## ASSIGNMENT:
Please give back, word for word, only the lines starting at the one containing "Where can the plastic" and ending at the one containing "Where can the wine" within the material below.

## MATERIAL SUPPLIED:

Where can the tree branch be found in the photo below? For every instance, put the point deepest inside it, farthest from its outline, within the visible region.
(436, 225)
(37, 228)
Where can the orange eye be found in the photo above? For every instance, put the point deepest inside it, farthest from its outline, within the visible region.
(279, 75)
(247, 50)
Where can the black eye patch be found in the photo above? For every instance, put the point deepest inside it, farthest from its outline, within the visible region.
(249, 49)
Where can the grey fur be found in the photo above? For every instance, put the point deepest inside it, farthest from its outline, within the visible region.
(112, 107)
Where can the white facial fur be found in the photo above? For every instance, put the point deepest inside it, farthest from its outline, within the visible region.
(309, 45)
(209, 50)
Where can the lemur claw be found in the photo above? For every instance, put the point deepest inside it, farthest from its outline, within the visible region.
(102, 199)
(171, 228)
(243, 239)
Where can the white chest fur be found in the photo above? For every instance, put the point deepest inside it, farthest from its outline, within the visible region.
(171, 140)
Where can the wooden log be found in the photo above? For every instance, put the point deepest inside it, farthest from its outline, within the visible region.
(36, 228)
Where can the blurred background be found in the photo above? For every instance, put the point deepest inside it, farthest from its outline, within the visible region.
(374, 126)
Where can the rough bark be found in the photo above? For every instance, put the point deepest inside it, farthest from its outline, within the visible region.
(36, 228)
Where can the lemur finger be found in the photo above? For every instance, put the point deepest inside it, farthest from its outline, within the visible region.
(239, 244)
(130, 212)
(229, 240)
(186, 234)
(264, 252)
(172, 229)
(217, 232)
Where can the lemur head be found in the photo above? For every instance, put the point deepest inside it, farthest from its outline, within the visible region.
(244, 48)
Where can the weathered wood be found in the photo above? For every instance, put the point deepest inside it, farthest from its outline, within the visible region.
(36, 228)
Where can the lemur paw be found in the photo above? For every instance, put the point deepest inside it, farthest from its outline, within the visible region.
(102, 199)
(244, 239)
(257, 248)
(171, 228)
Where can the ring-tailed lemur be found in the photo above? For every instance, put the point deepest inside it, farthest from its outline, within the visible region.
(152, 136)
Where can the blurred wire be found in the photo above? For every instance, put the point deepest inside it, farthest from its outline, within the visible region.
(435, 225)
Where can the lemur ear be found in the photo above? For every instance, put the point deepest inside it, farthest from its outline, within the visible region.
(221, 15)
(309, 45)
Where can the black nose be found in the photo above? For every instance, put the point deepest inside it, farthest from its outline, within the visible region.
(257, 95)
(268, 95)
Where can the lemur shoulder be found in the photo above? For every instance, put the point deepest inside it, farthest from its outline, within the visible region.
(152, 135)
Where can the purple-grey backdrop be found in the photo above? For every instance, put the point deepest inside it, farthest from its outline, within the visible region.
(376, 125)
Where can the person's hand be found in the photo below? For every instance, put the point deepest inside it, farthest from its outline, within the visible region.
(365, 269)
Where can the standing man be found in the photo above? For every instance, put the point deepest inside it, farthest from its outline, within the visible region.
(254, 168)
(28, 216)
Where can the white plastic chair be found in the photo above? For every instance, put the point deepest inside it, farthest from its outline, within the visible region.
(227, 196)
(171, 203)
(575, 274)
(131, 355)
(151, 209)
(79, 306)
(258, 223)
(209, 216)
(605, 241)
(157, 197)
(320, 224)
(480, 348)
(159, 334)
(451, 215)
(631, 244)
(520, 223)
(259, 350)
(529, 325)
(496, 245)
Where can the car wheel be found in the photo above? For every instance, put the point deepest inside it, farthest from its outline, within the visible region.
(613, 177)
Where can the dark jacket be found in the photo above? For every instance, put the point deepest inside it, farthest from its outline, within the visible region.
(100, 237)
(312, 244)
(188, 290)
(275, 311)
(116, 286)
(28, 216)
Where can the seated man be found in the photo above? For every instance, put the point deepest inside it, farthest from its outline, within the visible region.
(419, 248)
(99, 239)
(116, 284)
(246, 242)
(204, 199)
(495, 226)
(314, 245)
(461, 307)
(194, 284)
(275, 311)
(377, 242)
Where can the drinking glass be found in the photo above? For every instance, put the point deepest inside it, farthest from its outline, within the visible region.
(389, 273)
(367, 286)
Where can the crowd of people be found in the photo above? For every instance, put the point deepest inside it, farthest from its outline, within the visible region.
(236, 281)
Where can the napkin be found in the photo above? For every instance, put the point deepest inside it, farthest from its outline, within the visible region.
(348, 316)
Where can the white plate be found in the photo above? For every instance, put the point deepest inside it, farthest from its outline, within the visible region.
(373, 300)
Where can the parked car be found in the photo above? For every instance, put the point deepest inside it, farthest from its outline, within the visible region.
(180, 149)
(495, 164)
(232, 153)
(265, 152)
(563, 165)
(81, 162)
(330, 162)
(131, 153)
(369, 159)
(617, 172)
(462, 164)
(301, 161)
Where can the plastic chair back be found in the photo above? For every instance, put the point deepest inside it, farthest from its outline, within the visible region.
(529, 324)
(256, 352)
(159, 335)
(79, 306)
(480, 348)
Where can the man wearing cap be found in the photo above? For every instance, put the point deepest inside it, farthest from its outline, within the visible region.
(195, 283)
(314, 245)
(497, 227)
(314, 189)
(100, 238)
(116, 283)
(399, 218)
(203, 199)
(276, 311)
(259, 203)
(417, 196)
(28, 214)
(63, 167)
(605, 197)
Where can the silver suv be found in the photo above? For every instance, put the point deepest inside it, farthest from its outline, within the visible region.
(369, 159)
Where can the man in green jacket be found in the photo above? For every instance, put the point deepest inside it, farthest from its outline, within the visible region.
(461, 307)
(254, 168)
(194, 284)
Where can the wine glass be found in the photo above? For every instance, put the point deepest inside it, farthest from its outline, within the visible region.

---

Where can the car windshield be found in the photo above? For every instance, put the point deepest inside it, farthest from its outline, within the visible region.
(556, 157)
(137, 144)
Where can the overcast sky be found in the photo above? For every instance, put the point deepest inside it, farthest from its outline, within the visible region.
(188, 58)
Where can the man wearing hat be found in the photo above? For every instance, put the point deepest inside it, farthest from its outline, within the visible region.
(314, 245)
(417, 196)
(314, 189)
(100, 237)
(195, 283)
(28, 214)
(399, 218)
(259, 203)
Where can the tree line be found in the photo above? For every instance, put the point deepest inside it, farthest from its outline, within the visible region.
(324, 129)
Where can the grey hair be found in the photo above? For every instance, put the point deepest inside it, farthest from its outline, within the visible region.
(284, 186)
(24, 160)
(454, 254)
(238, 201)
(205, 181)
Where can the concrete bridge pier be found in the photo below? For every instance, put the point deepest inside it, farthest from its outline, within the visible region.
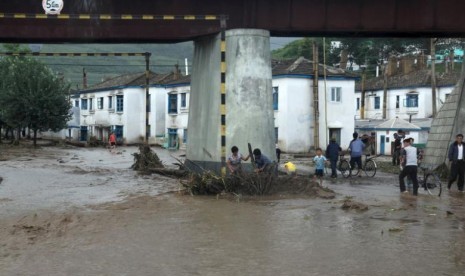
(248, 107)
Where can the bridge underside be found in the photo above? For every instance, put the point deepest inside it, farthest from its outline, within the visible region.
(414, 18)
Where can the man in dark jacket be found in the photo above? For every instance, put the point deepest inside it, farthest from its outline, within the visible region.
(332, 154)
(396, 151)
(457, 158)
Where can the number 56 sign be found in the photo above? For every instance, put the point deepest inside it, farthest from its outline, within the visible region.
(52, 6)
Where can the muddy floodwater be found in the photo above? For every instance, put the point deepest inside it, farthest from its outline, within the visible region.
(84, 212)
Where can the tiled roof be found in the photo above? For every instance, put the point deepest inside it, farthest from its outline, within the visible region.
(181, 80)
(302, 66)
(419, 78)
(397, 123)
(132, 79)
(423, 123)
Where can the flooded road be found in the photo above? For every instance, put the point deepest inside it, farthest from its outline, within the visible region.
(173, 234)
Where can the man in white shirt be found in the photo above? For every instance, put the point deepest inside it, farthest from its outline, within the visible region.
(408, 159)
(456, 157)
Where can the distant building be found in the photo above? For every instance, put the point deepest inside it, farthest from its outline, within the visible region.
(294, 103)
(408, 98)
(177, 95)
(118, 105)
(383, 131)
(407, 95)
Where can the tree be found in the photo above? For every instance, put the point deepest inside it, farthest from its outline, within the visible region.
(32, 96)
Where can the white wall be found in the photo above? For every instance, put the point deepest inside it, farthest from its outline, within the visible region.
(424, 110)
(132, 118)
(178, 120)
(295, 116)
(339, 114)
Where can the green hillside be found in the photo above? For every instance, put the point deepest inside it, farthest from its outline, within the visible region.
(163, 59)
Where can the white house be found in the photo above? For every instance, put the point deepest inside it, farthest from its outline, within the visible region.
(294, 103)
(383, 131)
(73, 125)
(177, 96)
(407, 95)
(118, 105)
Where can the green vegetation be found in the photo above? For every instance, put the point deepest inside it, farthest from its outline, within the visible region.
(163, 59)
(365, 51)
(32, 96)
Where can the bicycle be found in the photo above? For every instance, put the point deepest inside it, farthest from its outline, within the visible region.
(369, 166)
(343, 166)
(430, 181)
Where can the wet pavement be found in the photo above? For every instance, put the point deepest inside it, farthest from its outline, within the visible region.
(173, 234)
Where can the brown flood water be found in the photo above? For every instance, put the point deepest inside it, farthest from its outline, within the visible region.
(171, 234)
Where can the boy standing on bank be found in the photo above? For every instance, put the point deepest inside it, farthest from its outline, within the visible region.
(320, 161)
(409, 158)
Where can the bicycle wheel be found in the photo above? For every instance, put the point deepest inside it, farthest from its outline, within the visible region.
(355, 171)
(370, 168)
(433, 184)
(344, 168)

## SOLUTION:
Where can the plastic chair back be found in the photo above? For every instance, put the point deepest inside it, farthest from its outline, within the visible region.
(529, 324)
(256, 352)
(159, 335)
(79, 306)
(480, 348)
Where can the man wearing cap be found in the photo above? For every instance, put the point deepest inside it, farthest from its outline, within the visible region.
(195, 283)
(314, 245)
(497, 227)
(314, 189)
(100, 238)
(116, 283)
(399, 218)
(203, 199)
(276, 311)
(259, 203)
(417, 196)
(28, 214)
(63, 167)
(605, 197)
Where can the silver suv be found in the photo above? For every instance, put the point deepest inside it, farthest from its outline, within the visible region.
(369, 159)
Where can the man in green jacket be found in the photo above? For every instance, put the point deepest inside it, farthest from its outline, within the visible region.
(461, 307)
(254, 168)
(194, 284)
Where can the wine glass be found in the photo above? For every instance, put the point deepest inside it, farthest from its outline, within the visible region.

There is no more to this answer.